Reproduce the entries from the line containing "of the grease" through the end of the entries, inclusive, keeping the requests as they are. Multiply every point coordinate in the answers by 0.75 and round to whole numbers, with halves rounded up. Leave the sample points in the requests unchanged, and give only these lines.
[begin Supplied data]
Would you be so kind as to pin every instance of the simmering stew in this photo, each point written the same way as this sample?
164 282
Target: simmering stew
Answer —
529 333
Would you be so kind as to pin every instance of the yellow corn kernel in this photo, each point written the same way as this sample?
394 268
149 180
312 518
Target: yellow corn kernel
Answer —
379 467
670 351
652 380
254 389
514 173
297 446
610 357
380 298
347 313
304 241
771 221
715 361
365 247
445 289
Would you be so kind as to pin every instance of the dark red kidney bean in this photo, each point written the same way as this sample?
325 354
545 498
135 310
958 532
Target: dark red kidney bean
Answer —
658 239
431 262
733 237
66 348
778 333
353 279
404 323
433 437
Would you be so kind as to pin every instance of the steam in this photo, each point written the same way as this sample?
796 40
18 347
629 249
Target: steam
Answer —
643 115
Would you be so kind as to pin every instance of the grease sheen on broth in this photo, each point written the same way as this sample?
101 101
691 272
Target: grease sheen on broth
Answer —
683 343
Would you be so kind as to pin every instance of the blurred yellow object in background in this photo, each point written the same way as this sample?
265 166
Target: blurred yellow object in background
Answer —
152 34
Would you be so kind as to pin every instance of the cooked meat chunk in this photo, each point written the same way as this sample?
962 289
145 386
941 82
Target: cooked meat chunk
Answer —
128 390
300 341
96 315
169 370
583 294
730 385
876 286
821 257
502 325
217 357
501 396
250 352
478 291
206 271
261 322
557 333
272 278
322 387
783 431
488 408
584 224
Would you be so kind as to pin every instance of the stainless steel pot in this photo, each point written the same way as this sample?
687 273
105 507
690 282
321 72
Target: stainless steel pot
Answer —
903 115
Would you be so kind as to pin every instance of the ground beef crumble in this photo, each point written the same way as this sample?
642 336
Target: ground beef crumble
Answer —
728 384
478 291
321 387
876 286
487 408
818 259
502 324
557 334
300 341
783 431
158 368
[end Supplied data]
◆ Output below
Would you be so kind as to pin every instance of the grease sheen on broth in this photo, each point written the same way as this sample?
101 101
691 272
Target: grease sheen on broth
Answer —
512 257
Would you be so kind as to pin every instance of the blurred yellow object in background in this photo, each point written the same way as this sample?
265 166
Target: blurred yellow object in background
Answer —
114 26
Would you be so kind as to pin every instance of the cooked meat chunk in this photo, each point written the same way as this sample?
962 289
145 386
941 82
Target: cooked meat chunk
Answer —
96 293
225 256
72 236
127 278
437 221
548 289
657 215
616 193
377 244
163 268
376 297
188 264
359 218
155 203
196 242
418 250
204 209
242 290
587 323
366 306
438 168
Would you be so kind as to pin every instance of the stainless steel pot in this photo, each point written the same way as this sample?
687 273
105 507
690 282
321 72
Target: stainless steel pot
Answer —
677 86
Would you be so kind as to pin every instance of the ground beef crumble in this photo, each point written the same way as this sample?
642 336
Target: ground beef crumble
Answer —
546 288
359 218
241 290
657 215
365 306
614 194
377 243
418 251
225 256
587 323
119 276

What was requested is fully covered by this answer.